— Consigne donnée 1 —
Donne le pseudo de chaque personne qui écrit dans le fil de discussion sur l'infinitif de narration, sans répéter un même pseudo.

— Texte fourni —
---------------
# Et X de + infinitif de narration



## Dynamite

Bonjour

Je cherche des références (dictionnaires, sites, articles...) pour l'expression "et de + infinitif"
exemple :
"Xxxxxx. Et d'ajouter : xxxxx"

J'ai trouvé dans le dictionnaire des Difficultés de la langue française p115 :
*"De" unissant un sujet à un infinitif* (infinitf de narration) est un tour archaïque destiné à montrer par sa concision la rapidité de l'action. Autrefois familier, il se rencontre encore aujourd'hui mais avec une nuance d'affectation..."

Quelqu'un a-t-il autre chose ?

Merci


----------



## Dynamite

Bon et bien à force de chercher j'ai trouvé qu'il s'agit d'un *infinitif de narration *et tout un tas d'exemple sur google !
Notamment ceci http://discours.revues.org/index4343.html


----------



## Thomas1

Je suis tombé sur cette tournure dans le paragraphe suivant :


> Dans une autre conversation, du 19 novembre 2009, dont _le Point_ a publié le texte, de Maistre annonce:_ «On a dit à Carlos Vejarano que vous aviez donné l'accord pour lui donner 2 millions. (...) Il est très content. On en parle depuis un an: il voulait sept millions, on va lui en donner deux.»_ *Et de Maistre de dépeindre un drôle d’oiseau*: _«Il est très oriental de tempérament. Il n'est pas comme nous. Pour l'argent, je crois qu'il considère comme presque normal de vous voler un peu. Mais trop. Par contre, il vous aime beaucoup. Il vous vole mais il vous est loyal. Dans sa tête, c'est compatible.»_
> http://www.liberation.fr/societe/0101647377-affaire-carlos-vejarano-drole-d-oiseau-de-l-ile-d-arros


​  Est-ce qu’elle veut dire : Et de Maistre dépeint un drôle d’oiseau ?
  Pourquoi l’infinitif ?

  Merci d’avance
  T


----------



## juldup

Oui.  C'est bien ça.  Il s'agit d'un infinitif de narration, qui joue le rôle d'un verbe à l'indicatif.  C'est une tournure qui n'est plus beaucoup utilisée aujourd'hui.


----------



## quinoa

Cette tournure, ancienne, est synonyme de "de Maistre dépeint Carlos comme un drôle d'oiseau"


----------



## snarkhunter

On peut l'envisager comme signifiant "Et de Maistre (_entreprend_) *de dépeindre* un drôle d’oiseau", ce qui explique alors la présence de l'infinitif dans cette expression.


----------



## Aoyama

> "de Maistre dépeint Carlos comme un drôle d'oiseau"


Je me permettrai de rectifier très légèrement :
 "Et de Maistre _se met à_ dépeindre Carlos comme un drôle d'oiseau" .
---------------
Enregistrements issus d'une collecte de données

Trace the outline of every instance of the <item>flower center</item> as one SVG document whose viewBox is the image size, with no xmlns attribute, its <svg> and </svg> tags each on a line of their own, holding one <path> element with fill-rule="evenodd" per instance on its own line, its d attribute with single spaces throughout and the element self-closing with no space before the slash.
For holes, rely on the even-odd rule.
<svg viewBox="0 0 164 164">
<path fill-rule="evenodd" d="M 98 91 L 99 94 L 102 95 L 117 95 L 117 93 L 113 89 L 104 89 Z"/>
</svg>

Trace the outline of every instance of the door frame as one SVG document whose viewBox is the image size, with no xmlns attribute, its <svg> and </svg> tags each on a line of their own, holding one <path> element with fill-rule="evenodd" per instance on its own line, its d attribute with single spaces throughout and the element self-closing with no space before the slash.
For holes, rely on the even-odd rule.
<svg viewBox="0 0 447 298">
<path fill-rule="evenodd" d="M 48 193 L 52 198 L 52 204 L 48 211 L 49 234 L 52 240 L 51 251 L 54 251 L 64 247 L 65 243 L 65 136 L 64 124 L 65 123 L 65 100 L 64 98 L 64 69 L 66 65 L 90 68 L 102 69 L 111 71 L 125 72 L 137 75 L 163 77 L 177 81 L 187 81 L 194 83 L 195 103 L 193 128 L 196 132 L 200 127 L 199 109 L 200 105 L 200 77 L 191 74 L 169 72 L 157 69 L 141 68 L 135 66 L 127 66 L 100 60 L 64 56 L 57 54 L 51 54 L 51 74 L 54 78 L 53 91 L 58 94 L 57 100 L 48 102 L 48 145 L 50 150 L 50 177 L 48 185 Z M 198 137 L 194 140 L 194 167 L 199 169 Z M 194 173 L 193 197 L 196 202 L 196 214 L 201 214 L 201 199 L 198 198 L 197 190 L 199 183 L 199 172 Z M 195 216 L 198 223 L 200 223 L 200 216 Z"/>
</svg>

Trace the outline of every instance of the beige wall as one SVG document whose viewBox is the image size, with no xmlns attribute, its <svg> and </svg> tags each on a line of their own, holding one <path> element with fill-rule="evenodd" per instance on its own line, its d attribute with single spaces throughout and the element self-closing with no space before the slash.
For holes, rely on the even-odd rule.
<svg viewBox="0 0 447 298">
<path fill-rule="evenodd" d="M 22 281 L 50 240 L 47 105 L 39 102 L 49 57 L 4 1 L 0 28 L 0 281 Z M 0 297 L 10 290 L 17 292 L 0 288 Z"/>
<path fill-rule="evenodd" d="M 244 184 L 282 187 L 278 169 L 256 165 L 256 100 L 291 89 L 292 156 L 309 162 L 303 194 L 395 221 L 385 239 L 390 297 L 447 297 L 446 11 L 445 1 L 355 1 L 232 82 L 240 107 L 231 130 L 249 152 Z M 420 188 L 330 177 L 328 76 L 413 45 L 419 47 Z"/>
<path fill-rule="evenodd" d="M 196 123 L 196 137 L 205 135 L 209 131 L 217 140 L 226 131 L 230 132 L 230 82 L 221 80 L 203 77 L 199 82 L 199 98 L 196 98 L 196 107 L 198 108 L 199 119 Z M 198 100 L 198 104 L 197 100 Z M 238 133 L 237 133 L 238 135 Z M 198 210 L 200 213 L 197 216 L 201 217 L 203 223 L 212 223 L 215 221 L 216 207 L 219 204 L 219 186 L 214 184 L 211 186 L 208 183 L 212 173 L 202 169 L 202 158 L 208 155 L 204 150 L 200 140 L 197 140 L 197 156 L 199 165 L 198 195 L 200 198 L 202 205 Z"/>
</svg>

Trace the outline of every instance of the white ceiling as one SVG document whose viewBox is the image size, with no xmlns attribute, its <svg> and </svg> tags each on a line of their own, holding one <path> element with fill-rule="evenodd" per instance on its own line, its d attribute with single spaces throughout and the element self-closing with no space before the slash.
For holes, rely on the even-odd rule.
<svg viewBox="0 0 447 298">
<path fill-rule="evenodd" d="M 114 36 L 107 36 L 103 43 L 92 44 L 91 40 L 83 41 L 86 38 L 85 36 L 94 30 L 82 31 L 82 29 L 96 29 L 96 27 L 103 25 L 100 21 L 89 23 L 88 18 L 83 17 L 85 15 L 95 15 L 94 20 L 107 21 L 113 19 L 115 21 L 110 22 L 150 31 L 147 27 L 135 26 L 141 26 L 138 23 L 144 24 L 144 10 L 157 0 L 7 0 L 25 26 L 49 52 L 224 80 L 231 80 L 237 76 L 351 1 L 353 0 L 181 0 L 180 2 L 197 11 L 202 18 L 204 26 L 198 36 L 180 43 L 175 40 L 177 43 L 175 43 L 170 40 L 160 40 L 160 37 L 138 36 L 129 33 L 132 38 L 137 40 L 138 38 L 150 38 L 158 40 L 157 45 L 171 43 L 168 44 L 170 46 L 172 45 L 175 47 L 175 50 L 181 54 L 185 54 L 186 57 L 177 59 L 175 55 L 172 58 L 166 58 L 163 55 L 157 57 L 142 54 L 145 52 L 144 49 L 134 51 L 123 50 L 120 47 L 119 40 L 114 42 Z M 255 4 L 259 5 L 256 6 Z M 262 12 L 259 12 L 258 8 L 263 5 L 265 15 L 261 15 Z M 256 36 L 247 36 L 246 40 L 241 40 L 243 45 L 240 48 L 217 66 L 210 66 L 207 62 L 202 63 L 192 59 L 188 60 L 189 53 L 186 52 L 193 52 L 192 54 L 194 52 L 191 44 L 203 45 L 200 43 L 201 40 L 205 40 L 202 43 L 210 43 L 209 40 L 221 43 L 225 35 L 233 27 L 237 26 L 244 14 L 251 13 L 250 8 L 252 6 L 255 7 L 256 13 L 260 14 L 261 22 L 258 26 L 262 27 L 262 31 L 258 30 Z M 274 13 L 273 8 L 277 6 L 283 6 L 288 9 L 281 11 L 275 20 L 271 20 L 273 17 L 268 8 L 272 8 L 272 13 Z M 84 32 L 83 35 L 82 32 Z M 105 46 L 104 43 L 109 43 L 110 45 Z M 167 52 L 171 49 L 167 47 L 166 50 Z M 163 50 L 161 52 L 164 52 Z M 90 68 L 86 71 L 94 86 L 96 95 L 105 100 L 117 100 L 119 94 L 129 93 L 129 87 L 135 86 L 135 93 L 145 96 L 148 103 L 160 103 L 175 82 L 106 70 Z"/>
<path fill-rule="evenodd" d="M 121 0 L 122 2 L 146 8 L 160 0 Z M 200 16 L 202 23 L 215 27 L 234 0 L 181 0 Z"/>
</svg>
---------------
— Consigne donnée 2 —
Recopie les lignes de la liste en commençant par celle qui contient "Trace the outline of every instance of the beige" et en t'arrêtant après celle qui contient "244 184 L 282".

— Bonne réponse 1 —
Dynamite, Thomas1, juldup, quinoa, snarkhunter, Aoyama

— Bonne réponse 2 —
Trace the outline of every instance of the beige wall as one SVG document whose viewBox is the image size, with no xmlns attribute, its <svg> and </svg> tags each on a line of their own, holding one <path> element with fill-rule="evenodd" per instance on its own line, its d attribute with single spaces throughout and the element self-closing with no space before the slash.
For holes, rely on the even-odd rule.
<svg viewBox="0 0 447 298">
<path fill-rule="evenodd" d="M 22 281 L 50 240 L 47 105 L 39 102 L 49 57 L 4 1 L 0 28 L 0 281 Z M 0 297 L 10 290 L 17 292 L 0 288 Z"/>
<path fill-rule="evenodd" d="M 244 184 L 282 187 L 278 169 L 256 165 L 256 100 L 291 89 L 292 156 L 309 162 L 303 194 L 395 221 L 385 239 L 390 297 L 447 297 L 446 11 L 445 1 L 355 1 L 232 82 L 240 107 L 231 130 L 249 152 Z M 420 188 L 330 177 L 328 76 L 413 45 L 419 47 Z"/>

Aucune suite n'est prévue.